- Problems to solve:
A. Condense the paragraph of the article on cooking lobster that begins "Thomas Keller, in his French Laundry Cookbook" into a bulleted list that keeps its main facts.
B. Continue the article on cooking lobster from the point where it stops.

- Source text:
More Lobster Than Lob-ster! More Lobster Than Lob-ster!
Jesse Sutton: Ok, so if you tuned into our recent podcast episode on Ziploc-circulator cuisine (AKA ghetto sous-vide), you would have heard a new idea develop. Nate and I were discussing the possibilities of sous-vide, and we got into the idea of cooking a lobster that had just been steeped until it would come out of the shell in a compound butter, and we stumbled up on an idea.
See, here is the problem with lobster. Everyone likes it, everyone thinks of it as super-fancy, but it actually kinda sucks. I mean, it can be good, but the way it's eaten in the US about 90% of the time is a crap dish. Drop it, whole, into boiling water, and then plop it onto a plate with a cup of melted butter, a lemon wedge, and a cheddar biscuit? No thanks, I'll just have a burger.
And when you get into fine dining, it doesn't always get better. Throughout the 90's and 00's, lobster dominated the seafood sections of 'fancy' restaurants, and it was usually served out of the shell. This isn't a problem, if you're serving it cold. The way lobster works is to cook it to get it out of the shell. If you decide, at that point, to dress it with a little mayonnaise made with ginger-infused oil, some mango and cucumber, some very finely minced red chile, and a few leaves of mache, well, then, you're in business. But American diners want lobster entrees, and Americans won't usually eat cold entrees. (Unless they are entree salads, but entree salads suck. It's science. If you put a chicken breast on a salad, you've created a dog turd. Good job, Wolfgang Puck.) And if you want to serve shucked lobster hot, you have to cook it again. This dries it out, and makes it rubbery.
However, the 90's fine-dining-style of serving lobster out of the shell does have one decided advantage: you're able to get full usage of the shell. See, lobster meat really doesn't taste like much. As crustaceans go, the crab, the langoustine, hell, even the shrimp, have a ton more flavor. But lobster stock is another thing entirely. Lobster stock is the source of flavor for Americaine sauce, sauce vin blanc, and, if you know what you're doing, she-crab soup. (Yes, lobster stock, or lobster base, is the secret weapon to making your she-crab soup taste better than a bowl of bechamel, texturized with gritty crab roe and flavored with sherry.)
There's the rub. Hot lobster dinner served in the shell wastes the shells, plus you have to spend 20 minutes picking 4 ounces of meat from a rapidly cooling, chitinous carapace, with butter as your only real flavoring agent. 90's hot lobster takes advantage of the shell's potential to create a broth or sauce, but is cooked twice, rendering it dry, rubbery, and lifeless.
Thomas Keller, in his French Laundry Cookbook (which, if you don't have, is not my problem), largely solved this problem, in stages. His first published method involved steeping the lobsters in hot water 7 minutes or so, rather than just boiling the hell out of them. Then, he'd gently warm them in emulsified butter. But still, the lobster is cooked twice, but less severely, and it was a quantum leap ahead. If you've ever, ever seen the phrase 'butter-poached lobster' in a cookbook, you have him to thank. Like all great innovators that live long enough to do so, he built upon this idea in the book Under Pressure, highlighting his adventures in sous-vide cuisine. The first big change was he dropped his lobster steeping time way down, from 7 minutes to just 2-3 (2 for a 1.25#, 3 for a 2 pounder). His second was using a thermal circulator to heat the butter bath, rather than a burner, so the lobsters were held at precisely 59.5C/139.1F. This means that they were only half-cooked the first time, so the butter bath was able to bring them up to exactly the point that lobster is perfectly cooked, and then hold them there for a little while. You wouldn't want to leave them in the bath forever, but it affords you the luxury of not rushing your pick-up.

- Record excerpts:
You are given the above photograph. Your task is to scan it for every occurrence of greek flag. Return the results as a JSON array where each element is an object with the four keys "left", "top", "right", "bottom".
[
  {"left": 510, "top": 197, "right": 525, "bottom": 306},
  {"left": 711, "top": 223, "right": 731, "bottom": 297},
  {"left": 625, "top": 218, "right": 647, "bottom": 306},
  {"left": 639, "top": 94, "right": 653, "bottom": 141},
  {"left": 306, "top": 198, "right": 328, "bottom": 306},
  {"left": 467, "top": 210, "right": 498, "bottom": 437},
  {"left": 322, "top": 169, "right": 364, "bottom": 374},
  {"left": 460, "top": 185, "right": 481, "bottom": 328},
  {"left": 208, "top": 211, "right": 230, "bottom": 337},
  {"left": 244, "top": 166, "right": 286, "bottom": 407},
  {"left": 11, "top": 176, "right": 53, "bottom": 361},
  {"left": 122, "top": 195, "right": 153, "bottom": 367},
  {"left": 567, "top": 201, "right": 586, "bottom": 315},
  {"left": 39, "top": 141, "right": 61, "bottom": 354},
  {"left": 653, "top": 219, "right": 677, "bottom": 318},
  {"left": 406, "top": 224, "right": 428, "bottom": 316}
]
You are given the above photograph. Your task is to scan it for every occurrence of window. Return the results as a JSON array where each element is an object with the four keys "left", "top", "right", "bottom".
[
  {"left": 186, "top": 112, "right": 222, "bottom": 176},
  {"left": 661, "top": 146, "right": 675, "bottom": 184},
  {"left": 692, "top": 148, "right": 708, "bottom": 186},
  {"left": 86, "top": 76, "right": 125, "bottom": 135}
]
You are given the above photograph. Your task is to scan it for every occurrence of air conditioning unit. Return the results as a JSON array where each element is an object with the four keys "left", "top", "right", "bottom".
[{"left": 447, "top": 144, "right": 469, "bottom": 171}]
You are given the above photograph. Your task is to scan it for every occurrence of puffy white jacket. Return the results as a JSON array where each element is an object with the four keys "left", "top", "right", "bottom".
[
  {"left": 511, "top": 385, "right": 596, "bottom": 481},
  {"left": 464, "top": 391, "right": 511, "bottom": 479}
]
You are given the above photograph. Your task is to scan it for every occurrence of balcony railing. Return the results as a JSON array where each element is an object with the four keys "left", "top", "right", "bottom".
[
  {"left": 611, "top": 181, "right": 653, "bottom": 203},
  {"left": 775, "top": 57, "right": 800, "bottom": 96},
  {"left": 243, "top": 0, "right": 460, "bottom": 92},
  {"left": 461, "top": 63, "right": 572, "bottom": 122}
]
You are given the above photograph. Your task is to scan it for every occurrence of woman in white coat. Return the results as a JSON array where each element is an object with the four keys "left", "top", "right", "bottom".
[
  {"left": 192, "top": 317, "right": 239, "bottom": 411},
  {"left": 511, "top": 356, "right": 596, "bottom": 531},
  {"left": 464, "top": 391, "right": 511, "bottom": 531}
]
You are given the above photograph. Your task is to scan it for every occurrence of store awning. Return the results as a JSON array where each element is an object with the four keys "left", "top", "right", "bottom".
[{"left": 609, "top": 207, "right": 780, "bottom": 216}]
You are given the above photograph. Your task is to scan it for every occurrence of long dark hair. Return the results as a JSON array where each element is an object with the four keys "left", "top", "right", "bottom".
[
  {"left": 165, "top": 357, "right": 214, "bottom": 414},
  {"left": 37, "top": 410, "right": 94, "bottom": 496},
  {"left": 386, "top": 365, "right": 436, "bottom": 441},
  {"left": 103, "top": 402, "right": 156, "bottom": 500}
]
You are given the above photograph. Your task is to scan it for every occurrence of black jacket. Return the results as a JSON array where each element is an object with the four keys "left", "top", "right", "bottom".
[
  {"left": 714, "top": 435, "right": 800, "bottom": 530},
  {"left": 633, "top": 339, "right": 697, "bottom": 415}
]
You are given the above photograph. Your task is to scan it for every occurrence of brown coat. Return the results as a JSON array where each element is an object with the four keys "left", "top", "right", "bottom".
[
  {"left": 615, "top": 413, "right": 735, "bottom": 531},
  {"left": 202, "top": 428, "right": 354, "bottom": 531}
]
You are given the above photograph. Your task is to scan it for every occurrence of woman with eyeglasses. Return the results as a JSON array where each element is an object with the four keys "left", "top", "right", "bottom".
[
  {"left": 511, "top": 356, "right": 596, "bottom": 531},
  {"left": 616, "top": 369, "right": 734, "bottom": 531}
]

- Answers by task:
A.
- Thomas Keller's French Laundry Cookbook largely solved the problem of serving lobster hot, in stages.
- His first published method steeped the lobsters in hot water for about 7 minutes instead of boiling them, then gently warmed them in emulsified butter.
- The lobster was still cooked twice, but less severely. It was a major advance and is the source of "butter-poached lobster."
- In Under Pressure, his book on sous-vide, he cut the steeping time to 2–3 minutes (2 for a 1.25-pound lobster, 3 for a 2-pounder).
- He also heated the butter bath with a thermal circulator instead of a burner, holding the lobsters at exactly 59.5°C/139.1°F.
- Because the lobsters are only half-cooked at first, the bath brings them to perfect doneness and holds them there for a while. They shouldn't sit indefinitely, but the cook doesn't have to rush the pick-up.

B.
And with that, Keller solved the problem. And the cool thing about sous-vide is that you can use lots of different flavors in the butter to cook your lobster up. You could do basil butter, or tomato butter, or carraway seed butter, the possibilities are endless. (I kinda want to try Whirl, which is basically that fake garlic grease that comes with a Papa John's pizza. Blasphemy, I know, but isn't that the point, sometimes?)
So we thought the issue was closed. But then Nate and I were discussing possibilities on the podcast, and we had this idea: what would happen if you cooked a lobster in lobster-shell-infused butter?! I knew, as long as I was borrowing Nate's circulator, this was going to have to happen. Think about it! Sure, you can serve lobster in a sauce that tastes like lobster stock, but it's never really going to flavor the meat itself. When you put mustard on a hot dog, the hot dog doesn't actually start tasting like mustard. But this, this, would be a genuine breakthrough.
It's inspired, in a way, by the way we did tomato salads at the Woodlands, back in the day. You know how raw tomatoes, no matter how ripe they are, never really develop that amazing, concentrated flavor of a good canned tomato? We solved that problem (well, not me, but I was in the room). We ran vegetable oil in a blender with tomato paste for like a half hour, then bunged it through a coffee filter. The resulting rose-colored oil was imbued with just a hint of that canned-tomato flavor. Not enough to trample the flavor of the fresh heirlooms we were glazing with it, just enough to give the raw tomato a little more backbone.
The results were entirely successful. A dish of lobster that tasted like lobster. No, more lobster than lobster. Here's how we did it:
The Veg Prep: Blanch 10 seconds, shock, and peel some cherry tomatoes. Season them with a little salt. Slice and braise a fennel bulb or two in some water with salt, sugar, and star anise, and drain when tender.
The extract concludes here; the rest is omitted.